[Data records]
....

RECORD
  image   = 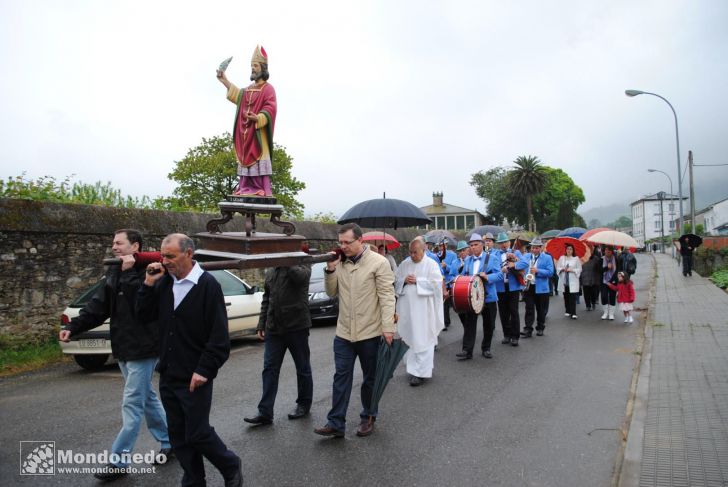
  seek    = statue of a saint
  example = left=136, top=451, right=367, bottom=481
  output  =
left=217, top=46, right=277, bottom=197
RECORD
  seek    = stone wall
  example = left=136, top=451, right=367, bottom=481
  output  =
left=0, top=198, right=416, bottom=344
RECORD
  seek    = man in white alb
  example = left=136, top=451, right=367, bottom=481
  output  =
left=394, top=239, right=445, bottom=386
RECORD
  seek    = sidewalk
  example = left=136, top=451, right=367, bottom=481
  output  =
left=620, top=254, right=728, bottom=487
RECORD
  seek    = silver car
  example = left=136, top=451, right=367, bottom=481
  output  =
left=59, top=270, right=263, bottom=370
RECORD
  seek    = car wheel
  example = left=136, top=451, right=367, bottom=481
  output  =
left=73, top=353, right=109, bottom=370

....

_TASK_. Copy all of the lines above word for word, but leave the picture out of your copy.

_PROBLEM SOLUTION_.
RECORD
  image   = 
  seek    = statue of a saint
  example = left=136, top=451, right=367, bottom=481
  output  =
left=217, top=46, right=277, bottom=197
RECORD
  seek    = stone wall
  example = left=136, top=451, right=367, bottom=481
  output  =
left=0, top=198, right=416, bottom=344
RECORD
  seek    = man in white alb
  example = left=136, top=451, right=367, bottom=481
  output  =
left=394, top=239, right=445, bottom=386
RECORD
  seek    = sidewalk
  example = left=136, top=451, right=367, bottom=481
  output  =
left=620, top=254, right=728, bottom=487
RECORD
  seek    = silver car
  example = left=136, top=451, right=367, bottom=481
  output  =
left=59, top=270, right=263, bottom=370
RECORD
  seek    = car wheel
  example = left=136, top=451, right=367, bottom=481
  output  =
left=73, top=353, right=109, bottom=370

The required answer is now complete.